Researchers are taking an active interest in how genes and diet influence our susceptibility to obesity and diseases like diabetes and cancer. Eating a diet that is right for an individual's genetic heritage can be healthier, they are finding. For example, about one-fifth of people of European descent have a genetic modification that puts them at increased risk of cardiovascular disease if they don't consume enough dietary folate. A return to a traditional diet rich in plant foods and low in added sodium, sugars and saturated fats may also help us maintain a healthy weight and stave off heart disease, diabetes and other chronic conditions. And a genetically appropriate diet possesses advantages beyond maintaining your health: It can help ensure the survival of indigenous food plants and preserve traditional farming practices.
For millennia, people ate only plants or animals from their surroundings. As a result, we carry differences in our genes that permit us to digest and obtain nutrients from foods. For a simple example, look no further than milk. With the exception of people of European and African descent, most people cannot digest milk beyond infancy because the body stops producing lactase, an enzyme that breaks down the milk sugar, lactose. Europeans, however, acquired the ability to produce this enzyme into adulthood after they began keeping cattle about 7,500 years ago. Those that could digest milk survived lean times. African cattle herders separately developed and passed this trait to subsequent generations.

Study questions:
1. Print everything from "For millennia, people" down to "to subsequent generations." in the passage on genes and diet.
2. According to the passage on genes and diet, a traditional diet is rich in plant foods and low in which things? List each one.
The listing that follows comes from a separate source.

Information shown:
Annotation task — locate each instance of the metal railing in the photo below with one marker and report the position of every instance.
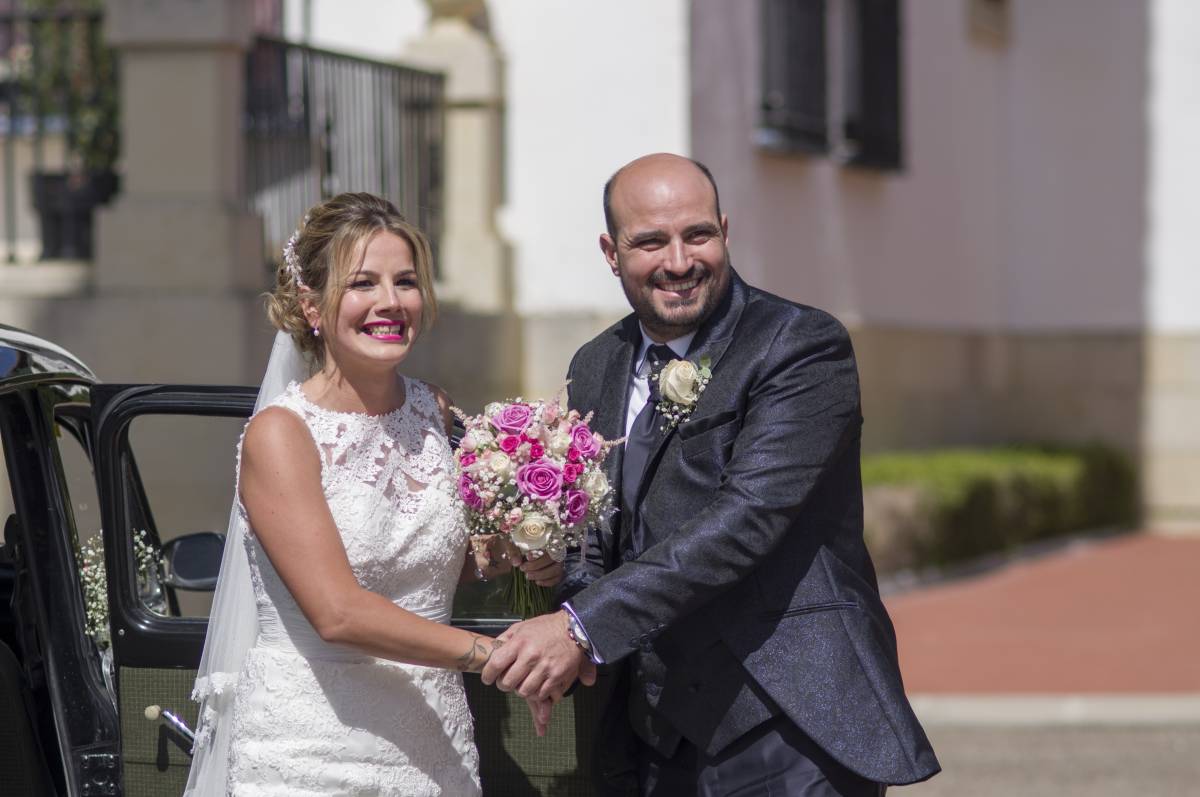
(59, 137)
(321, 123)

Responses to the tasks:
1.
For millennia, people ate only plants or animals from their surroundings. As a result, we carry differences in our genes that permit us to digest and obtain nutrients from foods. For a simple example, look no further than milk. With the exception of people of European and African descent, most people cannot digest milk beyond infancy because the body stops producing lactase, an enzyme that breaks down the milk sugar, lactose. Europeans, however, acquired the ability to produce this enzyme into adulthood after they began keeping cattle about 7,500 years ago. Those that could digest milk survived lean times. African cattle herders separately developed and passed this trait to subsequent generations.

2.
- added sodium
- sugars
- saturated fats